▶ Set task
Copy the data precisely, keeping every character.

(Coordinate labeling data)
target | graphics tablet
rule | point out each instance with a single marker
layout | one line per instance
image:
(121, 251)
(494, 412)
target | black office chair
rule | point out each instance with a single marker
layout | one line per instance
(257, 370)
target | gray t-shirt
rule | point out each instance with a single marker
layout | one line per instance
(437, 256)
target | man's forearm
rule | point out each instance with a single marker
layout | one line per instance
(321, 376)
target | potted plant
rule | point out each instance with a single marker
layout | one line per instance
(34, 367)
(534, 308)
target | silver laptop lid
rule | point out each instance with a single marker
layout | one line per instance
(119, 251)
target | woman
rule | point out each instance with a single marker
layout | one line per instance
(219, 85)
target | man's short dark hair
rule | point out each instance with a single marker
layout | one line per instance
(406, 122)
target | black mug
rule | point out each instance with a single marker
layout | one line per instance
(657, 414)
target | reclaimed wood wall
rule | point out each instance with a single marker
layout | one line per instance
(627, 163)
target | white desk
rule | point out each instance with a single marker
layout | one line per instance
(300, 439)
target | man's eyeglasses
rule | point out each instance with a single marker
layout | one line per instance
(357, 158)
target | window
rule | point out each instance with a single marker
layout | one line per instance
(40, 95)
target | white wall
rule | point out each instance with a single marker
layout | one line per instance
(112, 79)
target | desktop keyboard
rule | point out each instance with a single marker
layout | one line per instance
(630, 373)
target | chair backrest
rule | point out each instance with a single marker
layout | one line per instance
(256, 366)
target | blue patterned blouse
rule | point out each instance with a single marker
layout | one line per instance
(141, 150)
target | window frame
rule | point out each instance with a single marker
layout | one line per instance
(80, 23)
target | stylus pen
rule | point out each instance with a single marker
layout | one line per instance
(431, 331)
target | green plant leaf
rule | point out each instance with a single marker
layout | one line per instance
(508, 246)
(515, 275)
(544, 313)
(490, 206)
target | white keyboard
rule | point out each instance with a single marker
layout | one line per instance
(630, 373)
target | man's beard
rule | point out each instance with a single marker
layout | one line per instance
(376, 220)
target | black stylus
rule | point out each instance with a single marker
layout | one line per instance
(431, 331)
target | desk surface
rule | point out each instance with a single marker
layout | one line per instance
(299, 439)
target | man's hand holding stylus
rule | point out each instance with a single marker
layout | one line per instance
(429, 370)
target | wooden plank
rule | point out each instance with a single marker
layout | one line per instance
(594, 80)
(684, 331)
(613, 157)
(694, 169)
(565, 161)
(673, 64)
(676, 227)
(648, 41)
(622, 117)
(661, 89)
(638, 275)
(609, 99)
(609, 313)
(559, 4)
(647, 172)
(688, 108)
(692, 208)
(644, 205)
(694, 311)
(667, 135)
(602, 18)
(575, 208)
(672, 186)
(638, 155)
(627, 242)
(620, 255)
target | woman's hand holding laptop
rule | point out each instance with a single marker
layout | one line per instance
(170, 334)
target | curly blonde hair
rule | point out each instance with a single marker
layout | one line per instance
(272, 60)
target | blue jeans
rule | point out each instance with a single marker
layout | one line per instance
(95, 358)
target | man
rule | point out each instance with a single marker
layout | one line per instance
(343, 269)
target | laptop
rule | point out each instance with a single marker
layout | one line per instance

▶ Right answer
target | graphics tablet
rule | point out each instance with a single marker
layout | one line per instance
image:
(121, 251)
(494, 412)
target | black office chair
rule | point out each instance with a single marker
layout | one line per instance
(257, 370)
target | gray t-shirt
rule | point out each instance with a single marker
layout | one line per instance
(437, 256)
target | man's forearm
rule | point out each instance with a single marker
layout | one line per instance
(321, 376)
target | potted plant
rule | point out each instance with a single marker
layout | one line per instance
(34, 367)
(534, 308)
target | silver laptop lid
rule | point out each instance with a single marker
layout | one line per instance
(119, 251)
target | woman
rule | point out each instance with a single marker
layout | one line per instance
(219, 85)
target | man's short dark hair
rule | point out each instance with a single marker
layout | one line per instance
(406, 122)
target | black mug
rule | point out each instance with a single marker
layout | one line per instance
(657, 414)
target | reclaimed wood wall
rule | point out each instance with a single marker
layout | one line per instance
(627, 163)
target | white desk
rule | point out each instance with a single marker
layout | one line per instance
(300, 439)
target | man's eyeglasses
rule | point out each instance with a single marker
layout | one line per instance
(357, 158)
target | window
rule | point out each instance with a single marker
layout | one line per instance
(40, 95)
target | white wall
rule | point out each instance with a single marker
layout | one line per instance
(112, 79)
target | desktop keyboard
rule | point out each instance with a single marker
layout | one line per instance
(630, 373)
target | chair backrest
rule | point out each instance with a single marker
layout | one line per instance
(256, 366)
target | blue patterned blouse
rule | point out each instance with a single marker
layout | one line per instance
(141, 150)
target | window frame
rule | point out each instance with a single marker
layout | one line per instance
(80, 23)
target | stylus pen
rule | point out each instance with a single marker
layout | one line per instance
(431, 331)
target | green plant leaf
rule | point out each instance with a single marker
layout | one line per instance
(508, 246)
(515, 275)
(544, 313)
(490, 206)
target | white keyboard
rule | point out each instance with a single marker
layout | one line per instance
(630, 373)
target | man's beard
rule | point out each instance with a single marker
layout | one line per instance
(376, 220)
target | black stylus
rule | point out each instance with a single marker
layout | one line per instance
(431, 331)
target | desk surface
rule | point out each instance with a single marker
layout | one line per instance
(299, 439)
target | man's hand holding stylus
rule | point out each instance with a single marker
layout | one line per instance
(429, 370)
target | wooden plank
rule | point out each instance with a single marker
layout | one line per instance
(594, 80)
(684, 331)
(613, 157)
(694, 169)
(565, 161)
(673, 64)
(676, 227)
(648, 41)
(622, 117)
(661, 89)
(638, 275)
(609, 99)
(609, 313)
(559, 4)
(647, 172)
(688, 108)
(692, 208)
(644, 205)
(694, 311)
(667, 135)
(602, 18)
(575, 208)
(672, 186)
(638, 155)
(627, 242)
(620, 255)
target | woman's hand holding laptop
rule | point out each instance with a single marker
layout | one line per instance
(170, 334)
target | curly blonde hair
rule | point out each instance with a single marker
layout | one line per instance
(272, 60)
target | blue jeans
rule | point out each instance with a single marker
layout | one line per instance
(95, 358)
target | man
rule | point out each instance with a single marker
layout | one line per instance
(343, 269)
target | laptop
rule | point out each instance with a single marker
layout | one line per instance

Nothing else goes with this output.